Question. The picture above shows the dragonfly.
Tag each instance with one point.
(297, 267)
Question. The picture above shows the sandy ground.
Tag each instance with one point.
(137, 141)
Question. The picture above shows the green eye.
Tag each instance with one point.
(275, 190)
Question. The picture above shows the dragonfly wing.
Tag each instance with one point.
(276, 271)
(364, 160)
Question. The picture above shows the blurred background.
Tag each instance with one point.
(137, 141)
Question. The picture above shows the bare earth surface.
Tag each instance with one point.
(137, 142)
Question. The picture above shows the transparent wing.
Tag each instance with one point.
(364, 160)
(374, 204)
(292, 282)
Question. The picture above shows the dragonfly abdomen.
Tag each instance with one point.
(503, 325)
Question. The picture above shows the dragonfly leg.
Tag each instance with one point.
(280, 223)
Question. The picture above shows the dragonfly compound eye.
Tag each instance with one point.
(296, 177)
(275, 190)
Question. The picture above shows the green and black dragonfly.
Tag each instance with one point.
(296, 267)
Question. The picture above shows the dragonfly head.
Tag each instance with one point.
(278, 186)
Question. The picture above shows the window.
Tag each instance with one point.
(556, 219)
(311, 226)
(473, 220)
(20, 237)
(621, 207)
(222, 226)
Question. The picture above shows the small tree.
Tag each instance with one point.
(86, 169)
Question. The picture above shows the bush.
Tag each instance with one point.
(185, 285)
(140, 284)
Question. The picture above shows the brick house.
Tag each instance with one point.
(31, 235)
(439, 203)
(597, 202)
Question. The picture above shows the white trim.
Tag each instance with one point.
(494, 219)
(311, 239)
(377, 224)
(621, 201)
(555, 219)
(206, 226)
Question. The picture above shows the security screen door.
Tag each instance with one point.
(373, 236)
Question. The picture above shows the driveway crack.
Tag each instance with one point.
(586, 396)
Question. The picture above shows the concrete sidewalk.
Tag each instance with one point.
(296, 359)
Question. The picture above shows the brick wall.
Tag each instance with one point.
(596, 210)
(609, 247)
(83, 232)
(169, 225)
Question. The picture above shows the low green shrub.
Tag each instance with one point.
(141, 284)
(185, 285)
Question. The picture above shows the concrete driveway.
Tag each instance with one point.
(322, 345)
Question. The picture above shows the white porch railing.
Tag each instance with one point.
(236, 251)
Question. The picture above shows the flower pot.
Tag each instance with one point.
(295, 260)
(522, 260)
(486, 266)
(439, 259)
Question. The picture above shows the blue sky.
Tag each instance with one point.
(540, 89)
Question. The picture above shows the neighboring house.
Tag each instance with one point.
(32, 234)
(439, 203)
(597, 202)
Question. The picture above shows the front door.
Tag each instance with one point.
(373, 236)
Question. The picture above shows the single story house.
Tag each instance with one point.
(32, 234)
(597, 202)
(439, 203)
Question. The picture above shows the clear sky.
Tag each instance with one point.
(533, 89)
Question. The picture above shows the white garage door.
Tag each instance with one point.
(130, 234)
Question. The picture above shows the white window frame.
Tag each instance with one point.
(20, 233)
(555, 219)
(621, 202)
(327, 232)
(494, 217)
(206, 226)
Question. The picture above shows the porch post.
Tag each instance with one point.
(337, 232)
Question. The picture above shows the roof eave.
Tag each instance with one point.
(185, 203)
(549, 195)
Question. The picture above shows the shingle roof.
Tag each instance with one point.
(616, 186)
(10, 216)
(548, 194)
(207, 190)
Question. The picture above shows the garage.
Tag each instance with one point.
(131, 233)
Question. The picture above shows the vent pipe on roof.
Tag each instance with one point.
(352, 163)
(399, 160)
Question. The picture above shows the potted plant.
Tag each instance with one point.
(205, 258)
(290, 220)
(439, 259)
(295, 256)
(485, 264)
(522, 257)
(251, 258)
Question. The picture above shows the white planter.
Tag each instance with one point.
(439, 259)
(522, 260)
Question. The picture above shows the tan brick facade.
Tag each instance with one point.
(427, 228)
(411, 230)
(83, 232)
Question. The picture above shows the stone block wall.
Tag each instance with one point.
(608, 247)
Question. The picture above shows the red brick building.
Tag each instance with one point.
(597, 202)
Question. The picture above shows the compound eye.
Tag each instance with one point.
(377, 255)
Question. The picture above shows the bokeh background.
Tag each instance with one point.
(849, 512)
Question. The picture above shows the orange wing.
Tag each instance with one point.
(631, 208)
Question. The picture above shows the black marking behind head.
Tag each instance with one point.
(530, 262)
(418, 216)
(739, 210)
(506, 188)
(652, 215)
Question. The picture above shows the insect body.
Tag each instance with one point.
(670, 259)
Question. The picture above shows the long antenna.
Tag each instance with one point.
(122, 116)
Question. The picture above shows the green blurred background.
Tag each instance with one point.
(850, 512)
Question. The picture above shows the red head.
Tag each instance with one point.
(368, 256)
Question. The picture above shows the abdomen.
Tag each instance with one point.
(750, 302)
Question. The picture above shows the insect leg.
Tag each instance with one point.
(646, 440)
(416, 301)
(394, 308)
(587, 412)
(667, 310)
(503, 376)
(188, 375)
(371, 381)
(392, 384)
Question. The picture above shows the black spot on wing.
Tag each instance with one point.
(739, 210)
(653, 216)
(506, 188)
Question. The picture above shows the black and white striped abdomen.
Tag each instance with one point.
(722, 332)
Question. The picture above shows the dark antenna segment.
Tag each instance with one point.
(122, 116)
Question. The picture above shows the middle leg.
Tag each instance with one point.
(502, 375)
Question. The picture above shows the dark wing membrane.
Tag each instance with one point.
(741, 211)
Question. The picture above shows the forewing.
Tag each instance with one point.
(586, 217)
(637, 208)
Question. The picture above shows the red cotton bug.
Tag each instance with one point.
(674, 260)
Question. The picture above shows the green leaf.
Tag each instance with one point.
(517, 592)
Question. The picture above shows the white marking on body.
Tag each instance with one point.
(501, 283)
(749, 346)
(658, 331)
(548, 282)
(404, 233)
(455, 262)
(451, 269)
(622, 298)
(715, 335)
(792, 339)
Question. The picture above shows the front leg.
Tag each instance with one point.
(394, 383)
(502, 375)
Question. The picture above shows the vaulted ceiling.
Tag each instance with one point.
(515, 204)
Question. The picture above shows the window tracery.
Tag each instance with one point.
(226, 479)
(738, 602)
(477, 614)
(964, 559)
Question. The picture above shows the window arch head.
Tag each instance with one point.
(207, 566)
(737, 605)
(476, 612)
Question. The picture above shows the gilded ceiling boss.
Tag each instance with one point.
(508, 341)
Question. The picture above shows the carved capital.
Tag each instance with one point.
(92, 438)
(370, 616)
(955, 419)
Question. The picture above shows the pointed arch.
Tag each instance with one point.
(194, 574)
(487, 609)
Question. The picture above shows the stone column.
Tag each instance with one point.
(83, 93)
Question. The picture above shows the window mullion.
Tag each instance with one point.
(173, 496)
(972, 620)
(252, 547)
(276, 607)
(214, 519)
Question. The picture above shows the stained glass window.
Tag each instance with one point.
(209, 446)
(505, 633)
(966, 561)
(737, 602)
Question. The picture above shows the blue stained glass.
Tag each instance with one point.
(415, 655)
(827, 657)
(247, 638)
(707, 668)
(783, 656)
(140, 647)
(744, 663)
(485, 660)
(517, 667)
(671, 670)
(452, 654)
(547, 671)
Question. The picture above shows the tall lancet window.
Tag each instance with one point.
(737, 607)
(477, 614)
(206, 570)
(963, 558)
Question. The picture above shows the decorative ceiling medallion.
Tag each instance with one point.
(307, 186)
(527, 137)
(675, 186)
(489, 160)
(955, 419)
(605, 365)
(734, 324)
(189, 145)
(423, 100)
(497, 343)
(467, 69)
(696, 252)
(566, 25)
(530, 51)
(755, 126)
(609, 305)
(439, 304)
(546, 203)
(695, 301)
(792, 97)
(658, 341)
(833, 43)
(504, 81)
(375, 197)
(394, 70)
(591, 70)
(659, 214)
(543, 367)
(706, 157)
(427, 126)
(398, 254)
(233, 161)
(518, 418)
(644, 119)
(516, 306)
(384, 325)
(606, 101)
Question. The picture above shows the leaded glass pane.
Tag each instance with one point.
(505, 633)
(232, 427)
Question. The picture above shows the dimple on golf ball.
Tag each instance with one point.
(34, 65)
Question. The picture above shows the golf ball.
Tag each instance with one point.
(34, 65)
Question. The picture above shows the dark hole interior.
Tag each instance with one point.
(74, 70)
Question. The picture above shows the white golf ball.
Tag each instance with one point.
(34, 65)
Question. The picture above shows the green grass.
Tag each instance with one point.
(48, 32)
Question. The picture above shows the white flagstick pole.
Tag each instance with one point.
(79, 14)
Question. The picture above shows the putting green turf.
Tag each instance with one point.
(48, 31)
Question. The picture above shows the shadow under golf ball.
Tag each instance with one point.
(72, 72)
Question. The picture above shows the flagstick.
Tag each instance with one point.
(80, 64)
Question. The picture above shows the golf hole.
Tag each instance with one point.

- _TASK DIRECTIONS_:
Retype the records above, but only those lines that fall between the line containing "Question. The picture above shows the brick wall." and the line containing "Question. The picture above shows the white porch", with both of those lines included, exactly as written.

- _RESPONSE TO THE TASK_:
Question. The picture above shows the brick wall.
Tag each instance with one point.
(596, 210)
(609, 247)
(83, 232)
(169, 225)
Question. The picture above shows the low green shrub.
Tag each instance with one point.
(141, 284)
(185, 285)
Question. The picture above shows the concrete driveway.
Tag each instance with one point.
(322, 345)
Question. The picture above shows the white porch railing.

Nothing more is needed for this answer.